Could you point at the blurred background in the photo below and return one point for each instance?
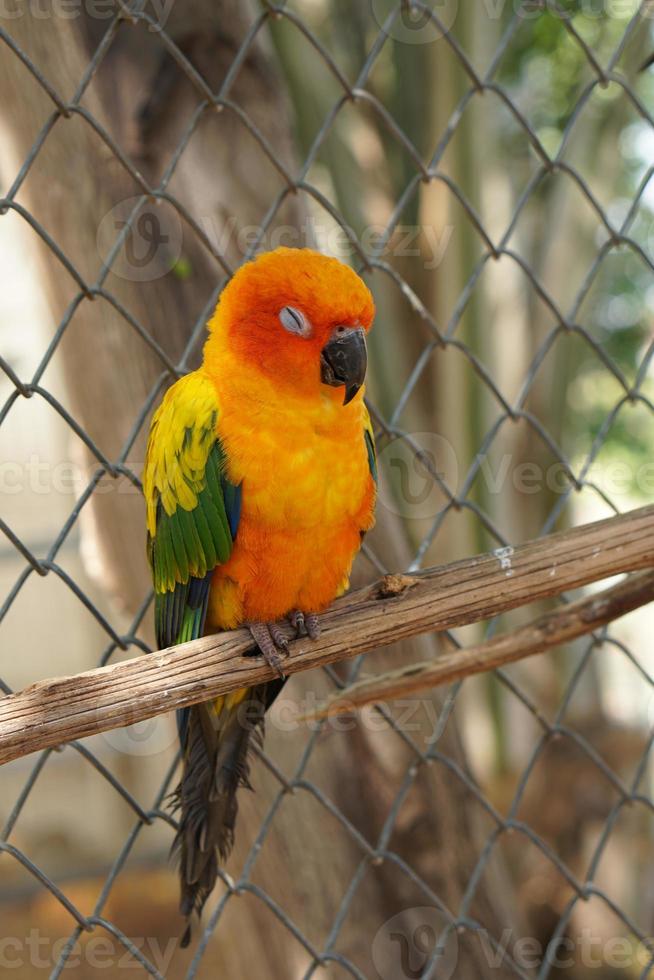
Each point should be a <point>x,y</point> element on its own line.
<point>489,172</point>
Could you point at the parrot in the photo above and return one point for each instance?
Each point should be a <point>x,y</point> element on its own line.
<point>260,482</point>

_ _ _

== Prompt ==
What is needed is a verbatim copy of the material, minus its pictures.

== Answer space ==
Could you point at the blurred background in the photo below and return one point for each instance?
Each point should be a <point>x,y</point> element on its own line.
<point>489,172</point>
Could you point at the parrot in the photo above and return one point for each instance?
Each point should be a <point>x,y</point> element on its own line.
<point>260,482</point>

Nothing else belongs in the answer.